◆ Stored rows
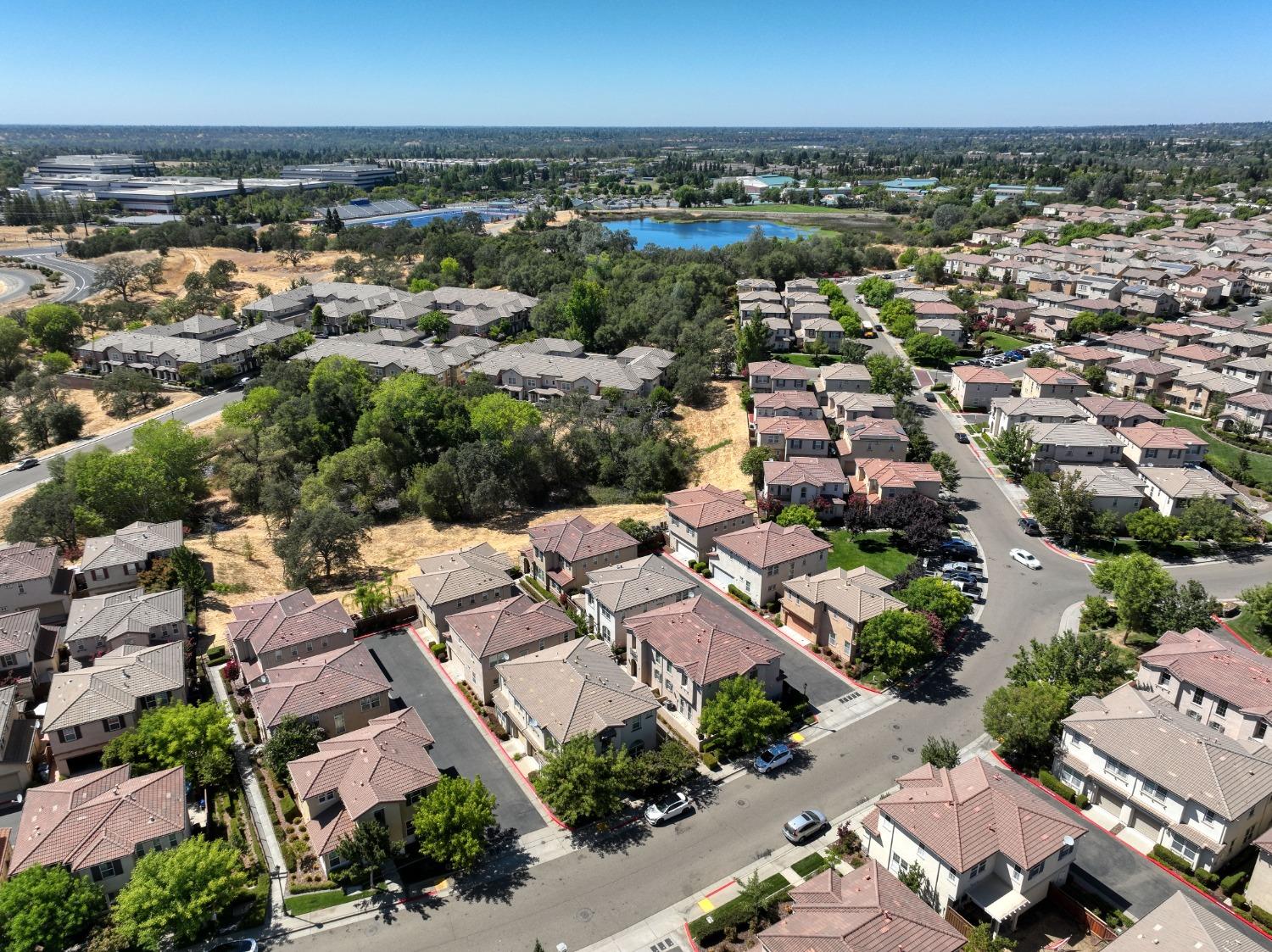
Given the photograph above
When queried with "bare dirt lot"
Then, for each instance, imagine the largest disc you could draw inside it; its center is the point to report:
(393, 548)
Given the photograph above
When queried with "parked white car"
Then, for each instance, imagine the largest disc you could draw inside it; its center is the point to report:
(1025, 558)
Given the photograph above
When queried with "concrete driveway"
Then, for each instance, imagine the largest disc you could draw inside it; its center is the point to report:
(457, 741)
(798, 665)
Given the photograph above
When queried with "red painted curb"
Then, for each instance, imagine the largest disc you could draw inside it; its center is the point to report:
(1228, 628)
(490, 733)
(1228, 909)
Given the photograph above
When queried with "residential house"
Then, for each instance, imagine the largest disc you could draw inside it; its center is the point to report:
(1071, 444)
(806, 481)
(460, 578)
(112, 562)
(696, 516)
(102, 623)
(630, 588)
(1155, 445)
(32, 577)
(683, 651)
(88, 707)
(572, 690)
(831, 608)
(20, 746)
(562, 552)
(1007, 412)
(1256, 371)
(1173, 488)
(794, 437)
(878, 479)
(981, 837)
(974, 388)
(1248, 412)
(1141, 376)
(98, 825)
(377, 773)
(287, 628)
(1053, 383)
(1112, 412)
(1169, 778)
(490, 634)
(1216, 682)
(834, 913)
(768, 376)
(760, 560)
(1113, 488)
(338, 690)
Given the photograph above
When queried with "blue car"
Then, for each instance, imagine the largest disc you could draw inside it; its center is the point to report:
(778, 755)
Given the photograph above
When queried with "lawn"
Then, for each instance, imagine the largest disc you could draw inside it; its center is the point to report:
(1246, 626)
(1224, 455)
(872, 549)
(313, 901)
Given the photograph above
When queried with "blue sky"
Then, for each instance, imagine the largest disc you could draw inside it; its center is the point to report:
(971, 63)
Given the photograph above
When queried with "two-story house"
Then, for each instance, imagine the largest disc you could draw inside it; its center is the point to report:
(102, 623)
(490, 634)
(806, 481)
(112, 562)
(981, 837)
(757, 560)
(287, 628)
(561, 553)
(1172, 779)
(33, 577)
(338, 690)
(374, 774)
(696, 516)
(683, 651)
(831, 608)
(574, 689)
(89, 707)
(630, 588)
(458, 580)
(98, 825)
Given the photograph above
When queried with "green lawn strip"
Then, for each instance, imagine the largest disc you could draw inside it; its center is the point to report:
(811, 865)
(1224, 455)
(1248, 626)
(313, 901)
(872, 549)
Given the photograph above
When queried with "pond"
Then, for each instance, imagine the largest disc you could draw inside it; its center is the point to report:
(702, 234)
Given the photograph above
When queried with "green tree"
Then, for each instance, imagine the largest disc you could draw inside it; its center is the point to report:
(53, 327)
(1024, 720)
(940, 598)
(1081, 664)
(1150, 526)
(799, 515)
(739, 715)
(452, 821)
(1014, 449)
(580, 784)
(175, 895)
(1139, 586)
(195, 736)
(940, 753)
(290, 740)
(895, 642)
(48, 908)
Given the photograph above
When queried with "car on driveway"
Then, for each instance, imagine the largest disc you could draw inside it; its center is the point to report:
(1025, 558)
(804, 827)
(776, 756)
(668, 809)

◆ Exercise requirements
Convert every line of the rows above into a Markdown table with the columns No. and Line, numbering the lines in order. Omit blank lines, and leave the pictures out.

◆ The solution
| No. | Line |
|---|---|
| 1 | Given the photograph above |
| 2 | When queried with "bare dirt lot" |
| 3 | Then, for each instance, imagine the largest disc you could draw inside it; its center is the point to report: |
| 4 | (393, 548) |
| 5 | Given the photograph above |
| 6 | When queried with "parked white car" |
| 7 | Then, for each instance, imagine the largest disc you could draw inside it; its center is the point to report: |
| 8 | (1025, 558) |
| 9 | Given the photograph above |
| 10 | When queried with "concrete driveway" |
| 11 | Then, for each instance, imagine the largest disc you could draw inside it; its center is the point to report: |
| 12 | (457, 741) |
| 13 | (798, 665) |
| 14 | Given the photograph above |
| 15 | When queried with "red painted curb" |
| 16 | Then, for each instance, imagine the largest disc you could draw inside it; its center is the point to report: |
| 17 | (1228, 628) |
| 18 | (490, 733) |
| 19 | (1228, 909) |
| 20 | Given the photograph above |
| 21 | When queried with "residential house" |
| 22 | Then, for each instance, imagine the largest disc you could draw inside it; its center is the point to report: |
| 23 | (1071, 444) |
| 24 | (806, 481) |
| 25 | (460, 578) |
| 26 | (112, 562) |
| 27 | (696, 516) |
| 28 | (102, 623) |
| 29 | (630, 588) |
| 30 | (1155, 445) |
| 31 | (32, 577) |
| 32 | (683, 651) |
| 33 | (88, 707) |
| 34 | (572, 690) |
| 35 | (831, 608) |
| 36 | (20, 746) |
| 37 | (562, 552) |
| 38 | (1007, 412) |
| 39 | (1256, 371) |
| 40 | (1173, 488) |
| 41 | (794, 437) |
| 42 | (878, 479) |
| 43 | (981, 837) |
| 44 | (974, 388) |
| 45 | (1248, 412) |
| 46 | (1141, 376) |
| 47 | (98, 825) |
| 48 | (377, 773) |
| 49 | (287, 628) |
| 50 | (1053, 383) |
| 51 | (1112, 412) |
| 52 | (1169, 778) |
| 53 | (490, 634) |
| 54 | (1216, 682) |
| 55 | (834, 913) |
| 56 | (768, 376) |
| 57 | (760, 560) |
| 58 | (1113, 488) |
| 59 | (338, 690) |
| 60 | Given the photograph above |
| 61 | When queried with "blue car" |
| 62 | Then, for each instance, imagine the largest disc you could draw inside it; its center is the point to report: |
| 63 | (778, 755) |
| 64 | Given the photograph above |
| 65 | When queried with "lawn" |
| 66 | Then, for each instance, imagine the largest disc you could draw inside it; its center is the point to report: |
| 67 | (1246, 626) |
| 68 | (1224, 455) |
| 69 | (872, 549) |
| 70 | (313, 901) |
| 71 | Given the photograph above |
| 72 | When queried with "blue sky" |
| 73 | Then, for each instance, imagine the largest disc you could draw inside it; its center is the point to report: |
| 74 | (971, 63) |
| 75 | Given the photograph above |
| 76 | When queried with "two-story house" |
| 77 | Then, for each instance, imagine the largest disc you could draw inside it; its center is the point to report: |
| 78 | (102, 623) |
| 79 | (490, 634) |
| 80 | (806, 481) |
| 81 | (112, 562) |
| 82 | (981, 837) |
| 83 | (757, 560) |
| 84 | (287, 628) |
| 85 | (561, 553) |
| 86 | (1172, 779) |
| 87 | (33, 577) |
| 88 | (338, 690) |
| 89 | (374, 774) |
| 90 | (696, 516) |
| 91 | (683, 651) |
| 92 | (831, 608) |
| 93 | (574, 689) |
| 94 | (89, 707) |
| 95 | (630, 588) |
| 96 | (458, 580) |
| 97 | (98, 825) |
| 98 | Given the photograph above |
| 99 | When queried with "green lawn strip" |
| 100 | Then, for each instance, imagine the largest disc you could draw inside it; its center is the point to report: |
| 101 | (811, 865) |
| 102 | (1224, 455) |
| 103 | (1248, 626) |
| 104 | (313, 901) |
| 105 | (872, 549) |
| 106 | Given the photograph above |
| 107 | When queried with "pond" |
| 108 | Then, for each instance, imagine the largest disc you could draw inside it; its center is the point to report: |
| 109 | (702, 234) |
| 110 | Given the photograph above |
| 111 | When queried with "green tree" |
| 112 | Then, for each instance, imagine the largest disc you could draw inside it; its center is the point to report: |
| 113 | (53, 327) |
| 114 | (1024, 720) |
| 115 | (940, 598) |
| 116 | (1081, 664) |
| 117 | (1150, 526) |
| 118 | (799, 515) |
| 119 | (739, 715) |
| 120 | (452, 821) |
| 121 | (1014, 449) |
| 122 | (580, 784) |
| 123 | (175, 895) |
| 124 | (1139, 586) |
| 125 | (195, 736) |
| 126 | (940, 753) |
| 127 | (290, 740) |
| 128 | (895, 642) |
| 129 | (48, 908) |
| 130 | Given the photograph above |
| 131 | When queried with "car on driveway" |
| 132 | Then, for each instance, imagine the largest disc you could draw inside it; its center is the point to report: |
| 133 | (1025, 558) |
| 134 | (804, 827) |
| 135 | (776, 756) |
| 136 | (668, 809) |